**Source material**
# # # # #
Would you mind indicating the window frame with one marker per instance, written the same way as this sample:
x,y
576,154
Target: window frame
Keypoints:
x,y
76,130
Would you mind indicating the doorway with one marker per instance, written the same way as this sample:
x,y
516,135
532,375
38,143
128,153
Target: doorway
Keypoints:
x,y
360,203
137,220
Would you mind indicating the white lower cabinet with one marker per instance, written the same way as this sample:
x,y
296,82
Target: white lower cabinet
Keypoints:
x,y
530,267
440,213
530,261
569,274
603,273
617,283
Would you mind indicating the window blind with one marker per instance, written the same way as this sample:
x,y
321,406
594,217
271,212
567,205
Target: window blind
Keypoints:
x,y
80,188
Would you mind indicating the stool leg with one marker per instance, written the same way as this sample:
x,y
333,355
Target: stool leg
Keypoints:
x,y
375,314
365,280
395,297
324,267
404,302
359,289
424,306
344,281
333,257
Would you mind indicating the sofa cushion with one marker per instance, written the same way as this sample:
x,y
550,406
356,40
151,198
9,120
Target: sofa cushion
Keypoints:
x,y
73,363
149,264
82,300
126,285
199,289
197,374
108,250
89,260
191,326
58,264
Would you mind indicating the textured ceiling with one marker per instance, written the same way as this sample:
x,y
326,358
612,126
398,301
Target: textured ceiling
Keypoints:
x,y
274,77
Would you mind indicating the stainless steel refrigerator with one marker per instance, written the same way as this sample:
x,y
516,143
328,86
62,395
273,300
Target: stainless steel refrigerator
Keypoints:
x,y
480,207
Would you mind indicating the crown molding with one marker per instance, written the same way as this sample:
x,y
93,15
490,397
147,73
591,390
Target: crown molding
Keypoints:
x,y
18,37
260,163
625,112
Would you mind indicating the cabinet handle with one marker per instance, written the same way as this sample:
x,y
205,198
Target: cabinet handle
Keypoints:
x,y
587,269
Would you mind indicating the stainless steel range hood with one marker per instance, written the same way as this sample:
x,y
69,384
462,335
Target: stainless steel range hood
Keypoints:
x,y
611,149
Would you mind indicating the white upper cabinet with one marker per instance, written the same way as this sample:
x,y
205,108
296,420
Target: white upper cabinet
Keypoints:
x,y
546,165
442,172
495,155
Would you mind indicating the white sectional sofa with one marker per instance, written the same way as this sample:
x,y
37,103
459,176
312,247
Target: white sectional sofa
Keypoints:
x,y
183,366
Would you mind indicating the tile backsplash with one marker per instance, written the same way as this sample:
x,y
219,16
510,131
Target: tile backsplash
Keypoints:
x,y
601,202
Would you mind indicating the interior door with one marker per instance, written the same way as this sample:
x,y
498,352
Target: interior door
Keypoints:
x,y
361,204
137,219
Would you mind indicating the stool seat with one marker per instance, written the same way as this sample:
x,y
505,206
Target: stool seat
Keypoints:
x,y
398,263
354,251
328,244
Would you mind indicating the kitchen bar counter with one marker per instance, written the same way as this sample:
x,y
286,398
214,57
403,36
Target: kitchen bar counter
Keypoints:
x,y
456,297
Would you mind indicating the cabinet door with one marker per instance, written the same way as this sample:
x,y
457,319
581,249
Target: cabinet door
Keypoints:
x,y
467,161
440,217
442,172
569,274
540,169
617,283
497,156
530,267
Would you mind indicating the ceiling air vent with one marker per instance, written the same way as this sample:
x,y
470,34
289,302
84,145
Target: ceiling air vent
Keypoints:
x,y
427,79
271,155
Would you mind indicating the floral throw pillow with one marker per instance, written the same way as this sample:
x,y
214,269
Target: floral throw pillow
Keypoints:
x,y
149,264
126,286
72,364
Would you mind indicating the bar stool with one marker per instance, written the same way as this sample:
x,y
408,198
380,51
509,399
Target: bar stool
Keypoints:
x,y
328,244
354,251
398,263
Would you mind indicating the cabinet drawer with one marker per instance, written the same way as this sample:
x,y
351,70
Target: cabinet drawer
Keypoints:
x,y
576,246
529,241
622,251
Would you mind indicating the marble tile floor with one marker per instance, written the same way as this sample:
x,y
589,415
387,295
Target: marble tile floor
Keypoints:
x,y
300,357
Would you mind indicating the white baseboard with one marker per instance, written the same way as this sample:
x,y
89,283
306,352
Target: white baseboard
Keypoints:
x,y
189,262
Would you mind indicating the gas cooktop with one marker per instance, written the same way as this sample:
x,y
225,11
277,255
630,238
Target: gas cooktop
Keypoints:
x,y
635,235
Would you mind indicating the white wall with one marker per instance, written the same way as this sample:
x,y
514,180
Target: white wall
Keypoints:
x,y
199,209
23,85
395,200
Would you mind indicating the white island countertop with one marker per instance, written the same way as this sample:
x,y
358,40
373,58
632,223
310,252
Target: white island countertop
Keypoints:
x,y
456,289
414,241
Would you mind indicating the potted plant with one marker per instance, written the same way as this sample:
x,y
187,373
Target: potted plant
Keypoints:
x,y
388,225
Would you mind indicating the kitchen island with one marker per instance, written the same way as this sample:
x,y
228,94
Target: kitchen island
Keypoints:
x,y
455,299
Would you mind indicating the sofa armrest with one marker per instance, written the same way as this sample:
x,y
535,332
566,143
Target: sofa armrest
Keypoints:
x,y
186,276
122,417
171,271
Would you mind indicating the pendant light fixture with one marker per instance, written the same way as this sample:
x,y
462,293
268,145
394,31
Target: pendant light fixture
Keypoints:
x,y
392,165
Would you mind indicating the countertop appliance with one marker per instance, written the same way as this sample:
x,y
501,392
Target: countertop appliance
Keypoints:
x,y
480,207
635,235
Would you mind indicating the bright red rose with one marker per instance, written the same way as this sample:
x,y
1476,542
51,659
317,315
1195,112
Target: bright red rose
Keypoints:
# # # # #
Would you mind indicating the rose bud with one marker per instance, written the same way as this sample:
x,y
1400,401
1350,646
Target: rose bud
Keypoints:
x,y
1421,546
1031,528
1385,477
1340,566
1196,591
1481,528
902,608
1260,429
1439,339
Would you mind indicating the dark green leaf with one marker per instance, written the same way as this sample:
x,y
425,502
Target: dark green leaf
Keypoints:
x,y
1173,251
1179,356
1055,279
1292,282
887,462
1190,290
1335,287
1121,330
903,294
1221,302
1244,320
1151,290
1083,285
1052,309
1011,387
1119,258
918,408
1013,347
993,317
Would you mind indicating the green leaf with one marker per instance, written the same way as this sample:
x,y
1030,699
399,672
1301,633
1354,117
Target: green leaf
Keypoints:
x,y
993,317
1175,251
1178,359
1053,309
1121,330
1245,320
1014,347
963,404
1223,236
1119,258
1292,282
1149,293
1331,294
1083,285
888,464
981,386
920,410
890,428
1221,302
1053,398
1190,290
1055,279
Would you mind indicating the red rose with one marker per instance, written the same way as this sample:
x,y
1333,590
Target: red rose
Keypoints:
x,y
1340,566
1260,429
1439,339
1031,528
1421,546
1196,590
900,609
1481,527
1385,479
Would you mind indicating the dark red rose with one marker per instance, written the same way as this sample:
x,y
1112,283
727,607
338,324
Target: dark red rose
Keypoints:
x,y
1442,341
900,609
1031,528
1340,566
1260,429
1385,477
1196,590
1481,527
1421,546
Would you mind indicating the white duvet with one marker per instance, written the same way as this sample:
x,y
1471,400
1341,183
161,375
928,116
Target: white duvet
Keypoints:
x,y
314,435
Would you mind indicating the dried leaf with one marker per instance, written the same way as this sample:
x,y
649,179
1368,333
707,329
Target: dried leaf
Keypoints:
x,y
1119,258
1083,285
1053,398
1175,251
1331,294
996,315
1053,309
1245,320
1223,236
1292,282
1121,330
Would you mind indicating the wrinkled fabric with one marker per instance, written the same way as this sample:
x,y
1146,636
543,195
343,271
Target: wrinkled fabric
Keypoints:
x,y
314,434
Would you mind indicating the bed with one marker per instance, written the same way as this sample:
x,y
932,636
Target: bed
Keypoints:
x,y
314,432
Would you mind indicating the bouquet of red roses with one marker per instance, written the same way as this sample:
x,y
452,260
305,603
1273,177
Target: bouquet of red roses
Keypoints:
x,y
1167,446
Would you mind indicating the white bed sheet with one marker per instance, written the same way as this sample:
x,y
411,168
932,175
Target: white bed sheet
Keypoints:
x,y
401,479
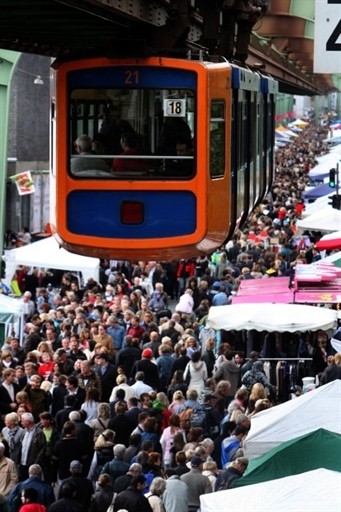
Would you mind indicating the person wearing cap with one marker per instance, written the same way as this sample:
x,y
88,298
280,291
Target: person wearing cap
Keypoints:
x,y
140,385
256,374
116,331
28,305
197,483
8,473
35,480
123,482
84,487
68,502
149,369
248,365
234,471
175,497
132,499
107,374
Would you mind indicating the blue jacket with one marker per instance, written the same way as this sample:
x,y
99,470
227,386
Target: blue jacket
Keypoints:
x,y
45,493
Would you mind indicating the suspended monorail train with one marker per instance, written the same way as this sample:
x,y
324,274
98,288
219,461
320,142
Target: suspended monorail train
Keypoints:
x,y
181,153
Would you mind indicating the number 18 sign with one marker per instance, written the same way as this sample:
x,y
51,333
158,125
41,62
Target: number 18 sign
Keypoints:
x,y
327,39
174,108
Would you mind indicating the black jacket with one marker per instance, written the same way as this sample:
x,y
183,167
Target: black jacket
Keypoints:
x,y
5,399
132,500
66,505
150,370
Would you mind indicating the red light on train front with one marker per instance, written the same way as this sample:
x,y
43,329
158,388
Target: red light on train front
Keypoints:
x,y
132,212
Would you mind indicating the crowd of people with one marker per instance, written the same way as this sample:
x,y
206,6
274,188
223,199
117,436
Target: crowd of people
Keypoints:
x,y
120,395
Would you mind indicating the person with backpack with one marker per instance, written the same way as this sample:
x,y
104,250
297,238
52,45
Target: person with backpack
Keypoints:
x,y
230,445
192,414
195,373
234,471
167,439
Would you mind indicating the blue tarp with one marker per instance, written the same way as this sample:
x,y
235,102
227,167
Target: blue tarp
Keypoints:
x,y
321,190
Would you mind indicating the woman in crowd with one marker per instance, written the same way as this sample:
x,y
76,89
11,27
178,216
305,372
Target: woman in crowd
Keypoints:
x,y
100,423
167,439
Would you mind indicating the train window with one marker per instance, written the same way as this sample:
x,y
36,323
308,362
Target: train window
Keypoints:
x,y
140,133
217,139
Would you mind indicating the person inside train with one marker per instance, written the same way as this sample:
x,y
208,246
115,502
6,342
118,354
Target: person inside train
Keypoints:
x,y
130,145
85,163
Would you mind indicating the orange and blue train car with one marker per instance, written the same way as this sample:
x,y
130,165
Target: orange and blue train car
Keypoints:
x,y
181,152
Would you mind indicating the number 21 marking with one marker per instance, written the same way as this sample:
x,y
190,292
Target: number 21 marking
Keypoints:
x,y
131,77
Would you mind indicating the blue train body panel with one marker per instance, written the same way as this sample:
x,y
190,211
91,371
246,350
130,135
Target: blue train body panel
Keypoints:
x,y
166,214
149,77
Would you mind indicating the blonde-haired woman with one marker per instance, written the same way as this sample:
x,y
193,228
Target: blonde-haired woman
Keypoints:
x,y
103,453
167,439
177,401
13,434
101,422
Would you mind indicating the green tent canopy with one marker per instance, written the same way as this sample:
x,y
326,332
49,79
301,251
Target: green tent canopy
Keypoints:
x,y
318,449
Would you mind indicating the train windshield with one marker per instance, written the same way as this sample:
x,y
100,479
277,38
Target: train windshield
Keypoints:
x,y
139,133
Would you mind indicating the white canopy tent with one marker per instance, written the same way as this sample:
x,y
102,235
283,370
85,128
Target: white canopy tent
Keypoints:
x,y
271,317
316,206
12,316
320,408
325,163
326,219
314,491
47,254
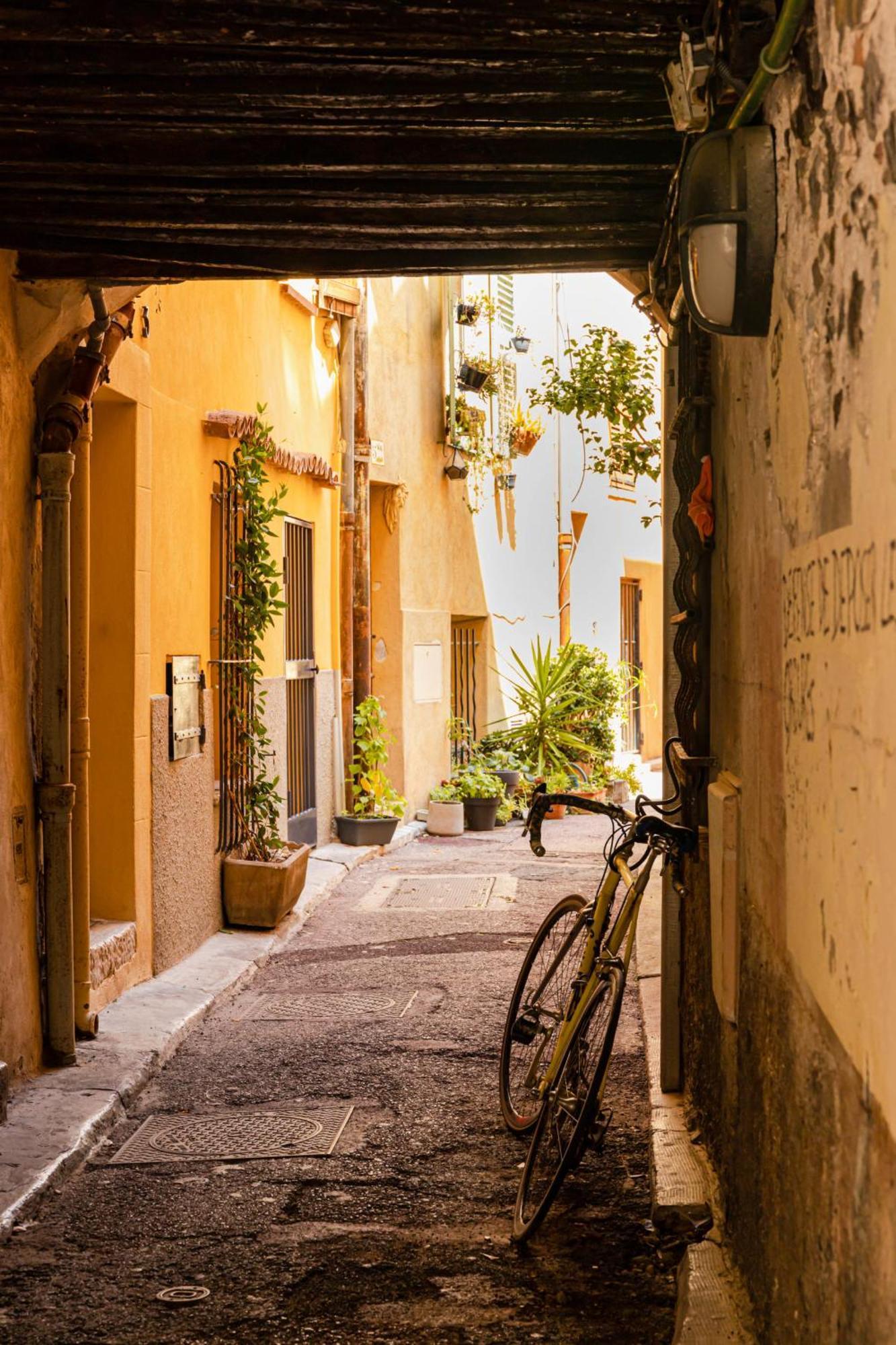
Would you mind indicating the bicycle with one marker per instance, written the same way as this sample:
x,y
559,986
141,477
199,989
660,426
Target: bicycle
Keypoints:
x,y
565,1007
# # # # #
**Task statement**
Looking at the data above, say how many lines contain the word "marble", with no added words.

**Task response**
2